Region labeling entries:

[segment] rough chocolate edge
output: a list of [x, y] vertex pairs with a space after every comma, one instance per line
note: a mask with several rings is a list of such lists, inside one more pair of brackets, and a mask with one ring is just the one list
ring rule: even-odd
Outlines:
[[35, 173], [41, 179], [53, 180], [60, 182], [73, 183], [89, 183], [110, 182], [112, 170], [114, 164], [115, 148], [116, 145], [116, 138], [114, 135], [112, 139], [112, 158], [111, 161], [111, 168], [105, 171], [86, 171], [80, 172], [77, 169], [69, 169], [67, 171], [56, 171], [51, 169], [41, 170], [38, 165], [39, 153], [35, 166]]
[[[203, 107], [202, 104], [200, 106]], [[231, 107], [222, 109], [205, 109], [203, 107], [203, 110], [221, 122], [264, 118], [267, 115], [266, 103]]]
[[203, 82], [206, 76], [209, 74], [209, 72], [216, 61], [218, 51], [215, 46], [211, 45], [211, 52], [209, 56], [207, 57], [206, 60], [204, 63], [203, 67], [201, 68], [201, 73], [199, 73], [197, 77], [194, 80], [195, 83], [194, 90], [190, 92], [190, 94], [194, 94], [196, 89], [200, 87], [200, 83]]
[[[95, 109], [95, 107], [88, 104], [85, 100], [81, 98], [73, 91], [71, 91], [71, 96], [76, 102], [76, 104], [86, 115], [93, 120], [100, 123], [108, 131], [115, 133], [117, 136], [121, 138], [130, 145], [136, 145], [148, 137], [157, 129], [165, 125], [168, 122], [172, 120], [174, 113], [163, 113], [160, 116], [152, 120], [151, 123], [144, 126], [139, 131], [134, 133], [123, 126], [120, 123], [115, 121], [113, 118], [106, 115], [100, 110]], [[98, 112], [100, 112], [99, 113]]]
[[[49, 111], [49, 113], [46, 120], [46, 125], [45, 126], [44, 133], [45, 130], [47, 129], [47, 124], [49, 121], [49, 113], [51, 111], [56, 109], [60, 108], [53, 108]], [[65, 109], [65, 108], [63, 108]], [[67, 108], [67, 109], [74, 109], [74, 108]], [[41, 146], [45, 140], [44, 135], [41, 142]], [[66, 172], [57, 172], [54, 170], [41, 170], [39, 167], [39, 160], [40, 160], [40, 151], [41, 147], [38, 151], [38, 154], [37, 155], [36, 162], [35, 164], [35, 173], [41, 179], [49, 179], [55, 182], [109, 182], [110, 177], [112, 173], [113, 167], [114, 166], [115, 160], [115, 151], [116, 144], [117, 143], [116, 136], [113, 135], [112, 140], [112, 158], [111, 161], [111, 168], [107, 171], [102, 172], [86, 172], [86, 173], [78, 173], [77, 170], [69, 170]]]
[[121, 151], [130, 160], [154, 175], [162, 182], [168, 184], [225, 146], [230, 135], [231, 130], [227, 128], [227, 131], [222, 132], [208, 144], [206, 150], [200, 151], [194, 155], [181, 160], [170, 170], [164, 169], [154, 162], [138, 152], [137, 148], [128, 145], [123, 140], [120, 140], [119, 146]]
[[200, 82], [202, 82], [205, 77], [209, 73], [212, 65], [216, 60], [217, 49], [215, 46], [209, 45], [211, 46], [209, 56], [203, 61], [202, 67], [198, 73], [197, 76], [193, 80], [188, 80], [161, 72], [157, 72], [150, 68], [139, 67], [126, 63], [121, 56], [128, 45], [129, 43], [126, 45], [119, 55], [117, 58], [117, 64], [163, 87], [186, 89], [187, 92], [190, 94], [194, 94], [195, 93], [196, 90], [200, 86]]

GIVEN TASK:
Copy out every one of the lines above, word for word and unchanged.

RESULT FOR THIS EXERCISE:
[segment] rough chocolate edge
output: a list of [x, y] vertex pairs with a space after every comma, one instance per line
note: a mask with several rings is a list of such lists, inside one more pair of brackets, and a mask with one ring is just the one list
ring rule: even-odd
Outlines:
[[35, 173], [41, 179], [53, 180], [60, 182], [73, 183], [89, 183], [110, 182], [112, 170], [114, 164], [115, 148], [116, 145], [116, 138], [114, 135], [112, 139], [112, 158], [111, 161], [111, 168], [105, 171], [86, 171], [80, 172], [77, 169], [69, 169], [67, 171], [56, 171], [51, 169], [41, 170], [38, 165], [39, 153], [35, 166]]
[[[203, 107], [202, 104], [200, 106]], [[231, 107], [222, 109], [205, 109], [203, 107], [203, 110], [221, 122], [264, 118], [267, 115], [266, 103]]]
[[203, 82], [206, 76], [209, 74], [209, 72], [216, 61], [218, 51], [215, 46], [211, 45], [211, 52], [209, 56], [207, 57], [206, 60], [204, 63], [203, 67], [201, 68], [201, 73], [199, 73], [197, 77], [194, 80], [195, 83], [194, 90], [190, 92], [190, 94], [194, 94], [196, 89], [200, 87], [200, 83]]
[[[95, 109], [95, 107], [88, 104], [85, 100], [81, 98], [73, 91], [71, 91], [71, 96], [76, 102], [76, 104], [86, 115], [93, 120], [100, 123], [108, 131], [115, 133], [117, 136], [121, 138], [130, 145], [136, 145], [148, 137], [157, 129], [165, 125], [168, 122], [172, 120], [174, 113], [163, 113], [160, 116], [152, 120], [151, 123], [144, 126], [139, 131], [134, 133], [123, 126], [120, 123], [115, 121], [113, 118], [106, 115], [100, 110]], [[98, 112], [100, 112], [99, 113]]]
[[[49, 111], [49, 113], [46, 120], [46, 125], [45, 126], [44, 133], [45, 130], [47, 129], [47, 124], [49, 121], [49, 113], [51, 111], [56, 109], [60, 108], [53, 108]], [[65, 109], [65, 108], [63, 108]], [[67, 108], [67, 109], [74, 109], [74, 108]], [[41, 146], [45, 140], [44, 135], [41, 142]], [[66, 172], [57, 172], [54, 170], [41, 170], [39, 167], [39, 160], [40, 160], [40, 151], [41, 147], [38, 151], [38, 154], [37, 155], [36, 162], [35, 164], [35, 173], [41, 179], [49, 179], [55, 182], [109, 182], [110, 177], [112, 173], [113, 167], [114, 166], [115, 160], [115, 151], [116, 144], [117, 143], [116, 136], [113, 135], [112, 140], [112, 158], [111, 161], [111, 168], [107, 171], [102, 172], [86, 172], [86, 173], [78, 173], [77, 170], [69, 170]]]
[[121, 151], [130, 160], [154, 175], [162, 182], [168, 184], [225, 146], [230, 135], [231, 130], [227, 128], [227, 131], [222, 132], [208, 144], [206, 150], [200, 151], [194, 155], [181, 160], [170, 170], [164, 169], [154, 162], [138, 152], [137, 148], [128, 145], [123, 140], [120, 140], [119, 146]]
[[200, 82], [202, 82], [205, 77], [209, 73], [212, 65], [216, 60], [217, 49], [215, 46], [209, 45], [211, 46], [209, 56], [203, 61], [202, 67], [198, 73], [197, 76], [193, 80], [188, 80], [161, 72], [157, 72], [150, 68], [139, 67], [126, 63], [121, 56], [128, 45], [129, 43], [126, 45], [119, 55], [117, 58], [117, 64], [163, 87], [186, 89], [187, 92], [190, 94], [194, 94], [195, 93], [196, 90], [200, 86]]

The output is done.